▶ [Try it]
According to the auction listing for Erich Heckel's Meerlandschaft (Ostende), what price did the painting fetch, including premium?

Erich Heckel - Meerlandschaft (Ostende) - image-1

Lot 209 D

Erich Heckel - Meerlandschaft (Ostende)

Auction 1078 - overview Cologne
02.12.2016, 18:00 - Modern Art
Estimate: 60.000 € - 80.000 €
Result: 124.000 € (incl. premium)

Erich Heckel

Meerlandschaft (Ostende)
1917

Tempera on canvas 41.3 x 52 cm Framed. Indistinctly signed and dated 'Erich Heckel 17' in pencil lower right and additionally signed in black pen to the reverse 'E Heckel' (barely legible). - With few inconspicuous retouches.

Erich Heckel spent the final years of the First World War in Flanders, where he was deployed as a military paramedic in Ghent and Ostend. It was thanks to his friend Walter Kaesbach that the artist did not have to go to the front. The art historian and influential patron of Expressionist art had volunteered for the medical corps, and as section commander he gathered a whole series of artists in his unit. Thanks to Kaesbach's duty schedules, Heckel regularly found time to paint alongside his tasks as a paramedic. He was thus able to create over 70 paintings between 1915 and 1918, including numerous seascapes.

▶ [Supplied entries]
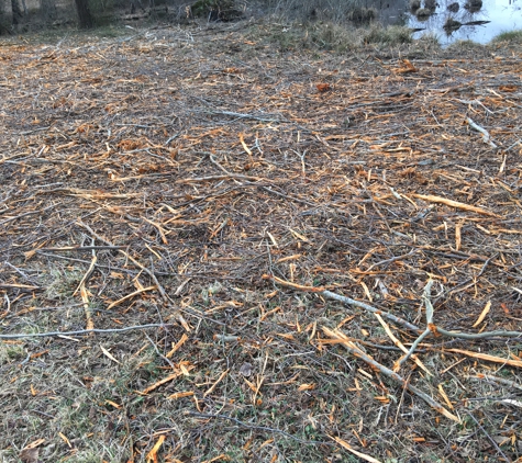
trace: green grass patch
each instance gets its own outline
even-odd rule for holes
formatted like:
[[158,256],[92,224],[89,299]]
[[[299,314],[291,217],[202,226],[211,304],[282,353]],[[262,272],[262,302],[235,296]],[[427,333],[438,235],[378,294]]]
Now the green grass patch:
[[491,41],[493,44],[499,42],[510,42],[513,44],[522,44],[522,29],[517,31],[502,32]]

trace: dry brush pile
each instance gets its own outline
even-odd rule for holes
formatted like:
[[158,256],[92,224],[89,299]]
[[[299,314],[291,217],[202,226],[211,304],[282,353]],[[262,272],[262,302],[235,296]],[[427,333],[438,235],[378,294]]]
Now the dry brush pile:
[[0,44],[4,461],[519,459],[521,55],[415,53]]

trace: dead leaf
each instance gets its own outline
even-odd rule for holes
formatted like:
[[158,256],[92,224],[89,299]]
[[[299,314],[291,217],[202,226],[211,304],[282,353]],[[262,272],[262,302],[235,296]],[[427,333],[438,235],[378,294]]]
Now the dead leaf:
[[491,308],[491,301],[488,301],[486,303],[486,306],[482,309],[482,313],[477,318],[477,321],[475,321],[475,324],[473,326],[474,328],[476,328],[477,326],[479,326],[484,321],[484,319],[486,318],[486,315],[488,315],[490,308]]
[[332,90],[332,87],[330,87],[330,83],[318,83],[315,84],[315,87],[321,93]]
[[22,460],[23,463],[38,463],[38,448],[23,449],[20,453],[20,460]]
[[248,377],[252,375],[252,363],[243,363],[243,365],[241,365],[241,369],[240,369],[240,373],[245,376],[245,377]]

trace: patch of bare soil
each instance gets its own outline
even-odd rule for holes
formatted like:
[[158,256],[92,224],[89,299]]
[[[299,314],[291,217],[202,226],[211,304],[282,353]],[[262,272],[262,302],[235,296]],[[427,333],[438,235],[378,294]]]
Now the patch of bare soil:
[[0,43],[3,461],[520,459],[521,55],[419,56]]

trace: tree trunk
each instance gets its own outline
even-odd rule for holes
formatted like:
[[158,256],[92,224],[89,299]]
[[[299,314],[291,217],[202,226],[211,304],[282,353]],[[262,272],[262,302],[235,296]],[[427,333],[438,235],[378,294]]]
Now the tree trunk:
[[78,20],[81,29],[91,29],[95,25],[89,10],[89,0],[75,0]]

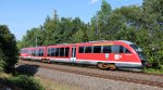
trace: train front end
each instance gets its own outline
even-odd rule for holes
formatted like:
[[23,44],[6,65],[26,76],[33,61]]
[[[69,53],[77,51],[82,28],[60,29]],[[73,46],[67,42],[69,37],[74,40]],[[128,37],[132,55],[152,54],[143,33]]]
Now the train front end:
[[137,44],[129,44],[137,53],[140,62],[141,62],[141,68],[145,68],[149,65],[146,55],[143,54],[142,50]]

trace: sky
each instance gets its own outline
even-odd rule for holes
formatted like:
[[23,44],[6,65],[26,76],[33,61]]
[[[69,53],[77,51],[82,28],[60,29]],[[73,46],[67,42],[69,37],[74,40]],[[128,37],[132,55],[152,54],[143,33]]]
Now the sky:
[[[59,17],[79,17],[85,23],[100,10],[102,0],[0,0],[0,25],[8,25],[17,40],[27,29],[45,23],[57,10]],[[142,0],[106,0],[112,10],[124,5],[141,5]]]

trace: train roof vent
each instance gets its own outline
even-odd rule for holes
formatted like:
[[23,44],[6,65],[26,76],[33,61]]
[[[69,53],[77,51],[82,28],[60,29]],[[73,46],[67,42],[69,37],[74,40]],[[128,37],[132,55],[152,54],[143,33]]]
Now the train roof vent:
[[96,40],[96,41],[89,41],[89,42],[103,42],[103,41],[108,41],[108,40]]
[[118,41],[123,41],[123,42],[125,42],[125,43],[127,43],[127,44],[134,44],[133,42],[127,41],[127,40],[118,40]]

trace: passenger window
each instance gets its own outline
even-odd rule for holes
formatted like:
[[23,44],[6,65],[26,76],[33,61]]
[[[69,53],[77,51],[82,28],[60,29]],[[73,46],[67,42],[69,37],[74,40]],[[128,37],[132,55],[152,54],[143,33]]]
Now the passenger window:
[[130,53],[130,51],[123,46],[113,46],[113,53]]
[[101,53],[101,46],[95,46],[93,53]]
[[65,56],[67,57],[70,53],[70,48],[65,48]]
[[91,47],[86,47],[86,49],[85,49],[85,53],[91,53]]
[[103,46],[103,53],[111,53],[112,47],[111,46]]
[[51,49],[51,56],[54,56],[54,48]]
[[120,53],[124,53],[124,47],[120,46]]
[[84,53],[84,47],[79,47],[79,53]]
[[130,53],[130,51],[128,49],[124,49],[124,53]]
[[48,49],[48,56],[51,56],[51,49]]
[[38,55],[39,55],[39,56],[43,56],[43,50],[42,50],[42,49],[39,49]]
[[60,56],[64,56],[64,48],[60,48]]
[[55,56],[59,56],[59,48],[55,49]]

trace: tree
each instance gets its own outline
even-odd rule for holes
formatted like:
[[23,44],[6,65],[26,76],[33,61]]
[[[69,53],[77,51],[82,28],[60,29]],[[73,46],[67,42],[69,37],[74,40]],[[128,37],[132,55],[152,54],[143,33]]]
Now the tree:
[[17,62],[16,40],[7,25],[0,25],[0,62],[5,63],[3,65],[5,72],[12,72]]
[[102,0],[101,10],[98,11],[96,16],[91,18],[90,29],[93,35],[89,36],[92,36],[92,38],[96,37],[95,38],[96,40],[105,39],[105,35],[110,30],[108,25],[110,23],[109,17],[111,12],[112,12],[111,5],[105,0]]

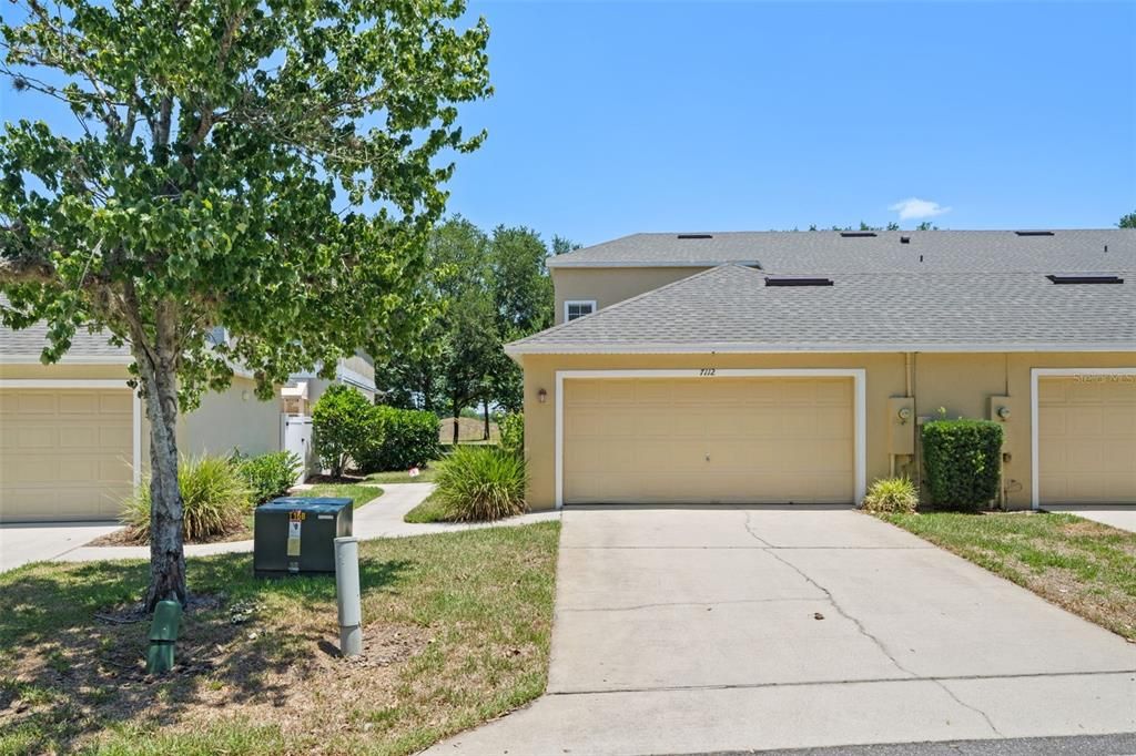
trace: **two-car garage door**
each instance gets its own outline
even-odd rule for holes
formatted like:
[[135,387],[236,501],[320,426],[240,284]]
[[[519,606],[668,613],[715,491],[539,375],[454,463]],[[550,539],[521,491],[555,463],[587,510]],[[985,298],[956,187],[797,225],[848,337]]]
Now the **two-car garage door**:
[[577,378],[567,504],[851,504],[852,378]]
[[133,487],[126,388],[0,388],[0,521],[109,520]]

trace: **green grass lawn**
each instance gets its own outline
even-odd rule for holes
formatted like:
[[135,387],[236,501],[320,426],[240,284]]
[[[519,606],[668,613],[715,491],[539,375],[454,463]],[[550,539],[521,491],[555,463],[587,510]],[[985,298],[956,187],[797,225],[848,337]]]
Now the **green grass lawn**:
[[431,463],[423,467],[417,478],[411,478],[410,473],[406,470],[393,470],[391,472],[373,472],[365,478],[370,482],[381,484],[399,484],[399,482],[434,482],[434,476],[437,474],[436,463]]
[[364,504],[369,504],[383,495],[383,489],[377,486],[361,486],[359,484],[316,484],[311,488],[298,490],[290,496],[323,496],[327,498],[353,498],[354,509]]
[[0,754],[417,751],[544,690],[558,535],[550,522],[361,543],[359,661],[335,655],[333,578],[191,558],[201,604],[161,679],[144,674],[147,623],[95,618],[137,598],[145,563],[0,574]]
[[1058,513],[878,516],[1136,640],[1134,532]]

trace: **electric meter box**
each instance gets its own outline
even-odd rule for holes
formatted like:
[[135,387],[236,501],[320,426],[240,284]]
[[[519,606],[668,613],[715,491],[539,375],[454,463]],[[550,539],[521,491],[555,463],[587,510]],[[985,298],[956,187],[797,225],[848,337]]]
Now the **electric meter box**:
[[252,570],[258,578],[334,574],[335,539],[351,535],[354,499],[285,496],[257,507]]

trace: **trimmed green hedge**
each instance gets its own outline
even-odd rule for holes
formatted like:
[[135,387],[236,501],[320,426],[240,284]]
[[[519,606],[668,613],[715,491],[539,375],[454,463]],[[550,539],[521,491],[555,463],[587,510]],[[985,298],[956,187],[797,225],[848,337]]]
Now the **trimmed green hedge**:
[[319,464],[336,478],[350,462],[362,465],[383,443],[383,425],[375,405],[351,386],[327,387],[311,411],[312,444]]
[[373,408],[383,428],[383,440],[359,464],[364,472],[409,470],[442,455],[437,415],[419,410]]
[[501,448],[525,456],[525,414],[523,412],[510,412],[501,418],[498,423],[501,429]]
[[937,507],[976,511],[997,496],[1002,425],[933,420],[922,427],[924,465]]

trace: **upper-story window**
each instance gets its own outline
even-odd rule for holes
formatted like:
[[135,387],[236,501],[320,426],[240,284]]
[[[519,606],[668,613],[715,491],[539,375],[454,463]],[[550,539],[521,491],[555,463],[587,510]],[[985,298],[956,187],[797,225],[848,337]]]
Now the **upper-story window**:
[[565,302],[565,322],[595,312],[595,300],[570,300]]

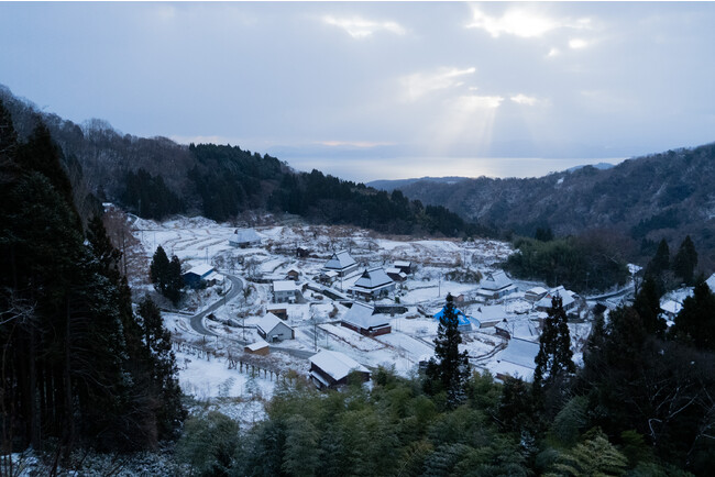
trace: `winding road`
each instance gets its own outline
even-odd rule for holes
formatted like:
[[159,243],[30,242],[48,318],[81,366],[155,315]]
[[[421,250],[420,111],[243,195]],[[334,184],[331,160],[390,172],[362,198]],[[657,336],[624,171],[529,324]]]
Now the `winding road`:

▶ [Solution to this problem]
124.000 €, including premium.